Find the line in the entries below that contains "Please drop a marker on the rippled". Repeat it exactly, and every line after it through the line that contains "Please drop a marker on the blurred".

Collected data:
------------------------------------------------------------
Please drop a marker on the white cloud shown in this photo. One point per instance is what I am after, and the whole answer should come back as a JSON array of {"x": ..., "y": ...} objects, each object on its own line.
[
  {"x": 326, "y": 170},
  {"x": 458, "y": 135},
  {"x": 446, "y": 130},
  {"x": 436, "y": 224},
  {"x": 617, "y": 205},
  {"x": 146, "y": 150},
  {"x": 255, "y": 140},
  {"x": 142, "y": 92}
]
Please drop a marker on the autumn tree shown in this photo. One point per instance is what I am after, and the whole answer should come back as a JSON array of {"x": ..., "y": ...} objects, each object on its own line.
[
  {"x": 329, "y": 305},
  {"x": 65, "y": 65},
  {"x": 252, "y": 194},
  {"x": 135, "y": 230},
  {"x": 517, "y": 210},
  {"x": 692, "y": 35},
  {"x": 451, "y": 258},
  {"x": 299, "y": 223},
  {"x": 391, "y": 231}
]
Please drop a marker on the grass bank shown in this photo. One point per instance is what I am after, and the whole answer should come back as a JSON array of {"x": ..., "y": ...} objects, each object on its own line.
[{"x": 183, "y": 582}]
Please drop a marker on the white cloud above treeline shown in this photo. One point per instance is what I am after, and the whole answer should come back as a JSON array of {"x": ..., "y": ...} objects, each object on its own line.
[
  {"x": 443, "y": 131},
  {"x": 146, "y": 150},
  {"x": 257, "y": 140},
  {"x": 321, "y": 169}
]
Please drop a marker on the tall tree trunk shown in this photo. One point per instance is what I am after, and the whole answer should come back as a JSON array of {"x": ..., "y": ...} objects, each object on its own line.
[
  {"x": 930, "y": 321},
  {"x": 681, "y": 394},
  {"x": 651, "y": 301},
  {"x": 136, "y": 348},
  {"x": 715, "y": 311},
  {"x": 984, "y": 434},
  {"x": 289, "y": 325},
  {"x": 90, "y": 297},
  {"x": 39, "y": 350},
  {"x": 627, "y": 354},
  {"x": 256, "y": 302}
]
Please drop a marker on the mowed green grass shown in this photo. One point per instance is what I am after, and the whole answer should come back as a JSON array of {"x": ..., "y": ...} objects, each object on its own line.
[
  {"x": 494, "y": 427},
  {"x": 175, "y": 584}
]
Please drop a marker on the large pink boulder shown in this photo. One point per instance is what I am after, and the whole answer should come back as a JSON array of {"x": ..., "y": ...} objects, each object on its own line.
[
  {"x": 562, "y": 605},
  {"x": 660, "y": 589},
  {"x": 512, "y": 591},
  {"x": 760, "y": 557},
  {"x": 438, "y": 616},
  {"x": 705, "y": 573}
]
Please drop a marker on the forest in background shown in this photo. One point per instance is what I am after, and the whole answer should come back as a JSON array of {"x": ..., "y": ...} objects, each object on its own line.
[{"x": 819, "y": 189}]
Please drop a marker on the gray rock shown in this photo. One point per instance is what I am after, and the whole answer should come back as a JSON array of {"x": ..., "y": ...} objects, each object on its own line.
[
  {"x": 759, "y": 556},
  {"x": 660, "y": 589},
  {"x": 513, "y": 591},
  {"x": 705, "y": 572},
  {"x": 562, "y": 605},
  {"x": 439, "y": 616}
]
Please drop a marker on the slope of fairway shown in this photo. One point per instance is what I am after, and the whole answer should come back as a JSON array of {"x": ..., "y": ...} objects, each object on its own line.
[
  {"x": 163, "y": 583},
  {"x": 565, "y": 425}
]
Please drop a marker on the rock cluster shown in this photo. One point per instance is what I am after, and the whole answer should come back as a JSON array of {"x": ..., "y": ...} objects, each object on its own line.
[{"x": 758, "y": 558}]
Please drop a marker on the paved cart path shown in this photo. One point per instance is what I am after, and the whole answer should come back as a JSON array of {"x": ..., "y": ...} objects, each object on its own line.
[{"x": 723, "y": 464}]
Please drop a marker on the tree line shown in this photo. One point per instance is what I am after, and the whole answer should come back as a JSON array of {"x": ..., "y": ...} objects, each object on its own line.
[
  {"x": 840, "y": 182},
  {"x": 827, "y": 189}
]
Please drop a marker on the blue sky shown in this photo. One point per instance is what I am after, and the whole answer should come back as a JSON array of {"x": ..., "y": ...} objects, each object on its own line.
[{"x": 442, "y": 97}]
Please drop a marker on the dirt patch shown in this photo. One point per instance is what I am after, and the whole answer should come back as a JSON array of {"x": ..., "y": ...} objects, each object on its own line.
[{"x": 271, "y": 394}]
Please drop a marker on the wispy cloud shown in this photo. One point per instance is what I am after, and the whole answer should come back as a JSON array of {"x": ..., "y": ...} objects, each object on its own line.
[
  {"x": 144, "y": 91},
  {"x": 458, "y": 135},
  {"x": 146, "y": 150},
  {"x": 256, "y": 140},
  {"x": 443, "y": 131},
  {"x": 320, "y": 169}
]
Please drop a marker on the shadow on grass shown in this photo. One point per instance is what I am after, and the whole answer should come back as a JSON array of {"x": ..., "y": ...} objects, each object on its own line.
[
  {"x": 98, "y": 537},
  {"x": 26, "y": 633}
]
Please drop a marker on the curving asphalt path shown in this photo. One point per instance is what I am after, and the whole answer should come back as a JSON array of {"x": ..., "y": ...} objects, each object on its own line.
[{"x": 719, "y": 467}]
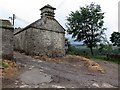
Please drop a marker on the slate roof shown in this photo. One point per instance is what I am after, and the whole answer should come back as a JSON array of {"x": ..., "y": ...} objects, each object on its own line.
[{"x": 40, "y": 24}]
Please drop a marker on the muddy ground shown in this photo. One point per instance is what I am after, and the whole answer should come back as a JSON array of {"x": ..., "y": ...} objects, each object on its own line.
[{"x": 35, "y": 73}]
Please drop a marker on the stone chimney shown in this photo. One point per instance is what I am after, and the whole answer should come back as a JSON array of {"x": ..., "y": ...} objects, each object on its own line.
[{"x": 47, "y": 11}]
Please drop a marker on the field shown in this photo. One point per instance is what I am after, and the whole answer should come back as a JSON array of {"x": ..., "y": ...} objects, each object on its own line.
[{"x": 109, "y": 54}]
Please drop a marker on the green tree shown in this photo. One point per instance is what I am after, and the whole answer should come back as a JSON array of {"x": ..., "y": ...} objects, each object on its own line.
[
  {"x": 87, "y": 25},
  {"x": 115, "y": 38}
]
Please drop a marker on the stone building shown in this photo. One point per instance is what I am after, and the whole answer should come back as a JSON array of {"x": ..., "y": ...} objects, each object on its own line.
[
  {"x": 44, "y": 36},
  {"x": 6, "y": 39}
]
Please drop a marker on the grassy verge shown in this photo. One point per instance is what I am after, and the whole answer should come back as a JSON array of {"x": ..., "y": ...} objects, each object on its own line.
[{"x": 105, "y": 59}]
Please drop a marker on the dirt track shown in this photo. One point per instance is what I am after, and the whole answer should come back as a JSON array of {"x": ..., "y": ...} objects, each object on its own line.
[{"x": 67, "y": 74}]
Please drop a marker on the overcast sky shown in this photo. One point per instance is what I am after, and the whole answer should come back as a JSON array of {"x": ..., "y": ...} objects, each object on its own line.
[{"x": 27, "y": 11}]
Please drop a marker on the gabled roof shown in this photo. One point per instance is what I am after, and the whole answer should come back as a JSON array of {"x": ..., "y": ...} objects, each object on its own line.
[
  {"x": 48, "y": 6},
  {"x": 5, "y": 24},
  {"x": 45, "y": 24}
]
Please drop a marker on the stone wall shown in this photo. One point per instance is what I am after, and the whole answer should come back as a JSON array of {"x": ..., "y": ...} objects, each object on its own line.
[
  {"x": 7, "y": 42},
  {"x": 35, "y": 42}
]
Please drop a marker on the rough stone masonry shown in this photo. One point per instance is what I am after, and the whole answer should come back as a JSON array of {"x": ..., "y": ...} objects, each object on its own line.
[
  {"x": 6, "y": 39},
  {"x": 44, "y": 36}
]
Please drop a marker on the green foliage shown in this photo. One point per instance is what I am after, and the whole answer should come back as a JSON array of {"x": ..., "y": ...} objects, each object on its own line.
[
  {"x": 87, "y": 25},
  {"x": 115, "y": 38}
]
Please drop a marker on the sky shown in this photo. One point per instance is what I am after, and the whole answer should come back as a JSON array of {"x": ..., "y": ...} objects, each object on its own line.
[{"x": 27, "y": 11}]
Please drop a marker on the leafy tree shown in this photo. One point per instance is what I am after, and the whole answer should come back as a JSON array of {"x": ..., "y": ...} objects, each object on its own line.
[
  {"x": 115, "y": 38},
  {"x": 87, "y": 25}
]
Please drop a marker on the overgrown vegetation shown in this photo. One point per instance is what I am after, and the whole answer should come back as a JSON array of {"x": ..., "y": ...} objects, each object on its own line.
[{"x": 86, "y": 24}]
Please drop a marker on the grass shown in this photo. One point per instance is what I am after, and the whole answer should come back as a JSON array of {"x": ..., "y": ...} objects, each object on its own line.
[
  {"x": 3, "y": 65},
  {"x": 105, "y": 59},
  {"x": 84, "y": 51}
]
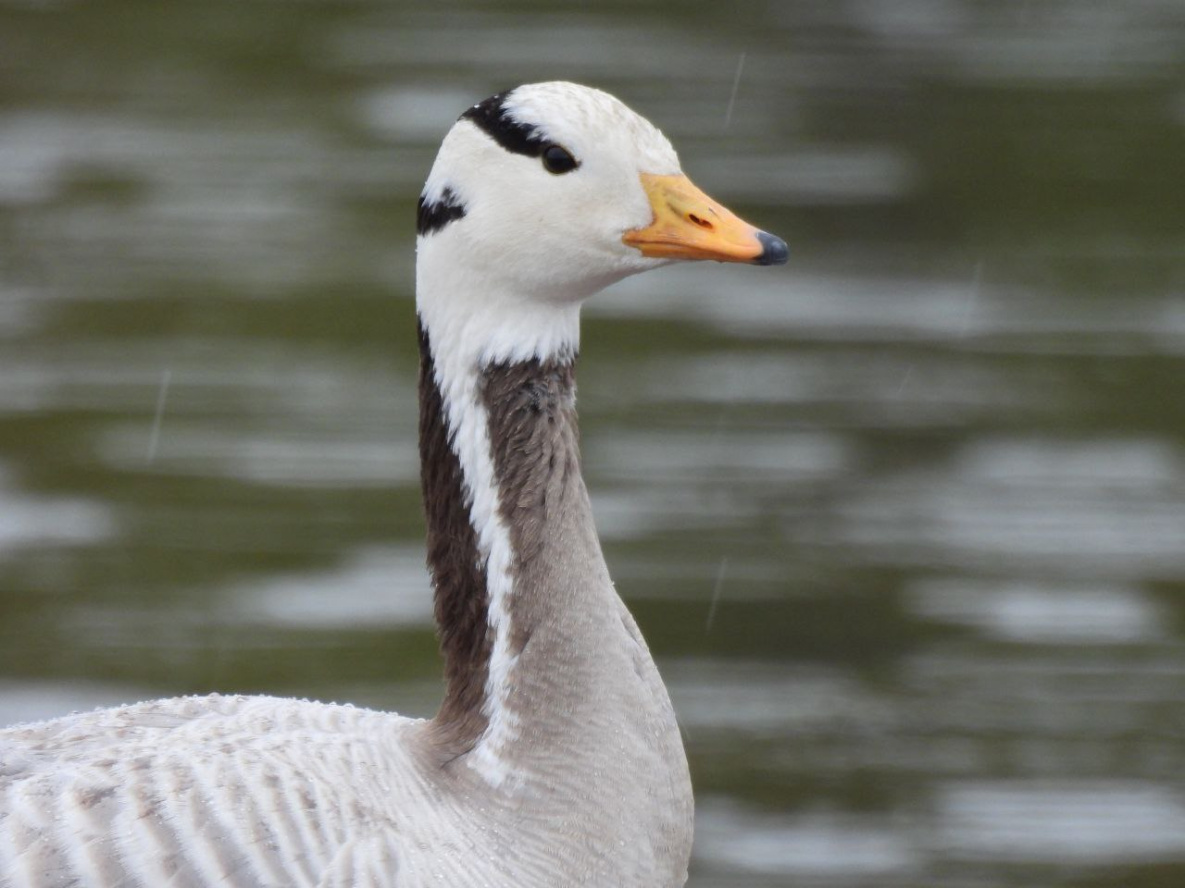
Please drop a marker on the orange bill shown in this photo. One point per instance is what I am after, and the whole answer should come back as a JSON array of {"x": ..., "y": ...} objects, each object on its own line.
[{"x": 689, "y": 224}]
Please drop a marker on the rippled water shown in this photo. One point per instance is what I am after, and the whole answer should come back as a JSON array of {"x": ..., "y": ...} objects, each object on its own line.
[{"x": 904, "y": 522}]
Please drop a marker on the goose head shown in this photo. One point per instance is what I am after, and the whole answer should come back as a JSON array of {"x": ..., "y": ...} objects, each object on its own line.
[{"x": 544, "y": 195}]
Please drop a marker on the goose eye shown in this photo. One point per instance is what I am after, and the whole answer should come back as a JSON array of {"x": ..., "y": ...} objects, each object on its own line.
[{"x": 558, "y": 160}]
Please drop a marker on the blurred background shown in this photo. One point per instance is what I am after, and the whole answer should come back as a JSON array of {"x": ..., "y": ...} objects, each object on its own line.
------------------------------------------------------------
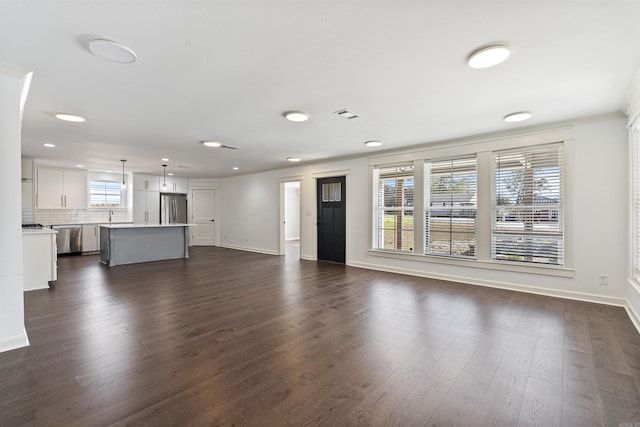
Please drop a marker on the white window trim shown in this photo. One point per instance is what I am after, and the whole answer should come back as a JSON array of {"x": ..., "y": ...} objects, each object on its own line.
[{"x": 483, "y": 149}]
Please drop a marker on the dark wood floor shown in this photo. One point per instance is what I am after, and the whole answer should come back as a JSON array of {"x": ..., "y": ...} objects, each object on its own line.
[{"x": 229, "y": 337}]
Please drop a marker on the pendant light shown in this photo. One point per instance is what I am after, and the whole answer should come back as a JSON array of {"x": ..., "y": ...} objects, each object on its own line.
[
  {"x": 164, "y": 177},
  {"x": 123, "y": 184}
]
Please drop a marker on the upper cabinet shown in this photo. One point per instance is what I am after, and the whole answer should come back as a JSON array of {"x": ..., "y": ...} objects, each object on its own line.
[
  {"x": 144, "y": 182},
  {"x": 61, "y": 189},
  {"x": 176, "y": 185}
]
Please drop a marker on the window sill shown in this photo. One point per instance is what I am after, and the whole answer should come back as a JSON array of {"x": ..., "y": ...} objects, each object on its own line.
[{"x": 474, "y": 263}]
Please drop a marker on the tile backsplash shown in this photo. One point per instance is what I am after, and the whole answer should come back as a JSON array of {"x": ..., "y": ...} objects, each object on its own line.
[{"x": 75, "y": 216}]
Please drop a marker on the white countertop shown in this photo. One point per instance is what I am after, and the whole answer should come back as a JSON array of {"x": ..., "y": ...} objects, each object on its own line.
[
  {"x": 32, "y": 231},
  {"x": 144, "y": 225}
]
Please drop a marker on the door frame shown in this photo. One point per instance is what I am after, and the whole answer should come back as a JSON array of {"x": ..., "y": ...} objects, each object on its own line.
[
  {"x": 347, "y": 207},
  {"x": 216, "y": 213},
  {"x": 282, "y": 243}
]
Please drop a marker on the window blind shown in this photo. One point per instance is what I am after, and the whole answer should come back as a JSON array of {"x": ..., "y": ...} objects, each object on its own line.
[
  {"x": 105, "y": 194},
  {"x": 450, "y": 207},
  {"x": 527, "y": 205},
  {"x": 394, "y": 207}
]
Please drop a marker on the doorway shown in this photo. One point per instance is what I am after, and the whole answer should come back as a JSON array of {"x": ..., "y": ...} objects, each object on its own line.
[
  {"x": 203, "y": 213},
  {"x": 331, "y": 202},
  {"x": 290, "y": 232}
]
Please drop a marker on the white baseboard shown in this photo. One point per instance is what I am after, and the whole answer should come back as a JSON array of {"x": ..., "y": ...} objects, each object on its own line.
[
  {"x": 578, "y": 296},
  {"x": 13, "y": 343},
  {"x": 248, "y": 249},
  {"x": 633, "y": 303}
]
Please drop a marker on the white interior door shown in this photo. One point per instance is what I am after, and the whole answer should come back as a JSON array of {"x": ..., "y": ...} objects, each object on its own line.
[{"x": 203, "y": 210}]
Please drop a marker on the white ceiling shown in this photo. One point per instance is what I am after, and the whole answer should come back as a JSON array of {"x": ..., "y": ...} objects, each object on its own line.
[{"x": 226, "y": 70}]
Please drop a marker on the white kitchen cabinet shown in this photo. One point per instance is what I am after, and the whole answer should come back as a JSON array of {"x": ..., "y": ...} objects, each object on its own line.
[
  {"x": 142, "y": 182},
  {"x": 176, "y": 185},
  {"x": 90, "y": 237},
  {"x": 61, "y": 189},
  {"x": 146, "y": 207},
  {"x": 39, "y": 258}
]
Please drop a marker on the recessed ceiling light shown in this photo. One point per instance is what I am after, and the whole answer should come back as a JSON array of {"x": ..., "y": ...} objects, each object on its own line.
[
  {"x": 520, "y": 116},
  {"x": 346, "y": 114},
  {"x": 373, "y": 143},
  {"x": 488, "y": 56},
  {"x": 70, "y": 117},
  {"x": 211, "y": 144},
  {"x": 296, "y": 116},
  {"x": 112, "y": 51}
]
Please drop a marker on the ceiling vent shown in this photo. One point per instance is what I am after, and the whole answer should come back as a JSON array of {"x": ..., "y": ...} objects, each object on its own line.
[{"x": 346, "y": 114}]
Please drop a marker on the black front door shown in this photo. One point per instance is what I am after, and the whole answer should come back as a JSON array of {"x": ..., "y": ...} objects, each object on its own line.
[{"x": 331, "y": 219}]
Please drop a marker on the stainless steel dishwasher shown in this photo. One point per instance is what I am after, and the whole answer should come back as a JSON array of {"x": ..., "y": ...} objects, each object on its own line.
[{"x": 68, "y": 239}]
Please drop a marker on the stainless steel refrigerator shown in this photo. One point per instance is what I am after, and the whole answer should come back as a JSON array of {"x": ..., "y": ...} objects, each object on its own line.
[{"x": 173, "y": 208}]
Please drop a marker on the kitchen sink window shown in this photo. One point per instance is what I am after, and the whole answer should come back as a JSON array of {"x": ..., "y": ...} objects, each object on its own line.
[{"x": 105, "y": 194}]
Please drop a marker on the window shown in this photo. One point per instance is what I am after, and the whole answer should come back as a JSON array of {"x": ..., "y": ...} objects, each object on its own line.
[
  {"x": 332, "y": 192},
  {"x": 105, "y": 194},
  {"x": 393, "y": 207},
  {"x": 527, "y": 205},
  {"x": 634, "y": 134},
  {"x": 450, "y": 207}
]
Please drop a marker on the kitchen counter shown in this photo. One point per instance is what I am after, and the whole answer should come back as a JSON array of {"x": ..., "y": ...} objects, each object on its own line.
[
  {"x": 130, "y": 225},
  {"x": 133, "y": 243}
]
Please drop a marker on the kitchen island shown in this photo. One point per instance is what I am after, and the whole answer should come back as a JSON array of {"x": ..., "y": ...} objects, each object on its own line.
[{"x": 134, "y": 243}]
------------------------------------------------------------
ANSWER BOX —
Please drop a marker on the rippled water shown in this photo. One point per instance is what I am after, and the whole answer should come back as a JSON array of {"x": ..., "y": ...} objects, each object on its own line.
[{"x": 904, "y": 522}]
Please drop a marker on the goose head shown in this photo. One point per instance is what I am after, and the whole answer should come back as a JSON array of {"x": ..., "y": ...} objects, each object on its own line.
[{"x": 544, "y": 195}]
Please drop a marker on the goose eye shown in this photo. One point per instance is what I am after, and the whole answer should come back as a JSON array of {"x": ..., "y": ...} objects, each object on its own line.
[{"x": 558, "y": 160}]
Please drop a marker on the blurred background shown in this photo. One point per instance is what I am after, and the whole answer should come back as a JSON array of {"x": ..., "y": ...} objects, each object on its own line.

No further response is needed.